Latest in Housing News and Tips for Home Ownership

5 Great Cities for Millennial Homebuyers

(TNS)—For millennials who are ready to become homeowners, finding an affordable house in a great community can be challenging. With housing inventory historically low, real estate in major metro areas is at a premium. It’s no surprise, then, that young buyers are moving to the suburbs, according to the 2017 Home Buyer and Seller Generational Trends Report by the National Association of REALTORS®.

Among millennials surveyed, 57 percent bought a house in the suburbs, spending an average of $205,000. Meanwhile, only 12 percent bought in an urban or central city. Affordability, convenience to work and neighborhood quality were among the top requirements for these buyers.

Using this information, we identified five cities that offer some combination of affordable housing, economic growth, job opportunities, proximity to major metro areas and recreational activities.

Great cities for millennial homebuyers:

  • Lancaster, Pa.
  • Columbus, Ohio
  • Garner, N.C.
  • St. Petersburg, Fla.
  • West Des Moines, Iowa.

Lancaster, Pa.

ENTRIES SUPPLIED:
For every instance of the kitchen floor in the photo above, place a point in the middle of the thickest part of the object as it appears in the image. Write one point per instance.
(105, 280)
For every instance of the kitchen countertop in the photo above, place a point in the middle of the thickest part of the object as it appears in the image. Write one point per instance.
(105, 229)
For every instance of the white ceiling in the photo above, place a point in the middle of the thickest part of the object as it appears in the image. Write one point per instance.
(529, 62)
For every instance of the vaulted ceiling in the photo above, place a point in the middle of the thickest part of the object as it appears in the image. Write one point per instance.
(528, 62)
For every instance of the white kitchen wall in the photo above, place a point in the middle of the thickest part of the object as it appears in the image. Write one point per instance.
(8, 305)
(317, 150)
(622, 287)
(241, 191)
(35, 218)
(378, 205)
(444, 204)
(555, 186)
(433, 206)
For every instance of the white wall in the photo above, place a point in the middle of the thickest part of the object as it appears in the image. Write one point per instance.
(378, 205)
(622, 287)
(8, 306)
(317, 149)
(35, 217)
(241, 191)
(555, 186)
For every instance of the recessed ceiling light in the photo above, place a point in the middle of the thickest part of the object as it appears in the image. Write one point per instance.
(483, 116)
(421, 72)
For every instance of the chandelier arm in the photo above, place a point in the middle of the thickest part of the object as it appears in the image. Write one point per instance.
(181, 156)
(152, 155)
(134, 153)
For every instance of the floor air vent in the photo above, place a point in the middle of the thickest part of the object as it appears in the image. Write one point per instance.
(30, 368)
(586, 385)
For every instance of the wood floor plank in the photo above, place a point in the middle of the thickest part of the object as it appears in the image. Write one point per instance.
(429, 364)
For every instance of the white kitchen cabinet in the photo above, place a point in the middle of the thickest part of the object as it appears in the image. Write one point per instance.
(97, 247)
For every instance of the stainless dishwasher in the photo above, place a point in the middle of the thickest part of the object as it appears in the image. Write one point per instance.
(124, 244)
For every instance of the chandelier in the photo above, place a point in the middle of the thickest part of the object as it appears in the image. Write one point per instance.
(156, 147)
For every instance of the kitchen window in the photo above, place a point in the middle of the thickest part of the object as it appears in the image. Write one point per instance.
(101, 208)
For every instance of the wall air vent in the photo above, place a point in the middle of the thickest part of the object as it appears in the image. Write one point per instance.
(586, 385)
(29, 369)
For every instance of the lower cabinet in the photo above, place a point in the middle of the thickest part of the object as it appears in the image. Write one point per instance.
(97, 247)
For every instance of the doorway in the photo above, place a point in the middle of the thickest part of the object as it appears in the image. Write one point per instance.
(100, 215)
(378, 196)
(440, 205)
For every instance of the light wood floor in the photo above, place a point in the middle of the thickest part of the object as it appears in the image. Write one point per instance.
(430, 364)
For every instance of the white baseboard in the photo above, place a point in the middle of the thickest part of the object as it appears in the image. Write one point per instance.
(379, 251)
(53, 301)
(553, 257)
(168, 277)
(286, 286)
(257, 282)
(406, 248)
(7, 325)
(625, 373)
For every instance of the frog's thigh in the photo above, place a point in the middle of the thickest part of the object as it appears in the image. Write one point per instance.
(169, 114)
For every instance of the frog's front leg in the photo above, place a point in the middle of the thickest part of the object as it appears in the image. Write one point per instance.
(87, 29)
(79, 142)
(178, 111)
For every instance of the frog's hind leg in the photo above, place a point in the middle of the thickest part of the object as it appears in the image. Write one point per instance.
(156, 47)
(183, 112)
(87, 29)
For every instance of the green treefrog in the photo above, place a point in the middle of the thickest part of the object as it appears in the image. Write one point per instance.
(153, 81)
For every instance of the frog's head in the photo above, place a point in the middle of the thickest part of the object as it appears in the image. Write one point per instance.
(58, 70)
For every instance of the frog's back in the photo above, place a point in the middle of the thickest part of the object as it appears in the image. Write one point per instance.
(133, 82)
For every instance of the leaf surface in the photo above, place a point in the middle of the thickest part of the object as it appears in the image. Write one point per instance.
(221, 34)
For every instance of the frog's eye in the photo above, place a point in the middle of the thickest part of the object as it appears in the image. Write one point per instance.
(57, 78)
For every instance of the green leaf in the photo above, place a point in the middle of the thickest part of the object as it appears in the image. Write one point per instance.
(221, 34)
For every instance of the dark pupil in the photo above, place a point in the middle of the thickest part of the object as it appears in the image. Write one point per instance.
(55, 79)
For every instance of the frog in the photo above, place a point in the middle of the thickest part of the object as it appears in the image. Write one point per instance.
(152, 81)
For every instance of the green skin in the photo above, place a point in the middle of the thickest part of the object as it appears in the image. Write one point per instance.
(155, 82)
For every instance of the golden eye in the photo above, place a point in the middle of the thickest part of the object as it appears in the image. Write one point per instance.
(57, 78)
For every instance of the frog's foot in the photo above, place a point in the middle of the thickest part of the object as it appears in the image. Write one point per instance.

SHORT EXERCISE:
Decide whether each statement below agrees with the article on cities for millennial homebuyers. Answer yes or no for each, and quote the words of the article that decide it.
(a) Among the millennials surveyed, 12 percent bought a house in an urban or central city.
(b) Millennials who bought in the suburbs spent an average of $250,000.
(c) Garner, N.C. is one of the five cities named.

FULL RESPONSE:
(a) Yes: "only 12 percent bought in an urban or central city."
(b) No: "spending an average of $205,000."
(c) Yes: "Garner, N.C."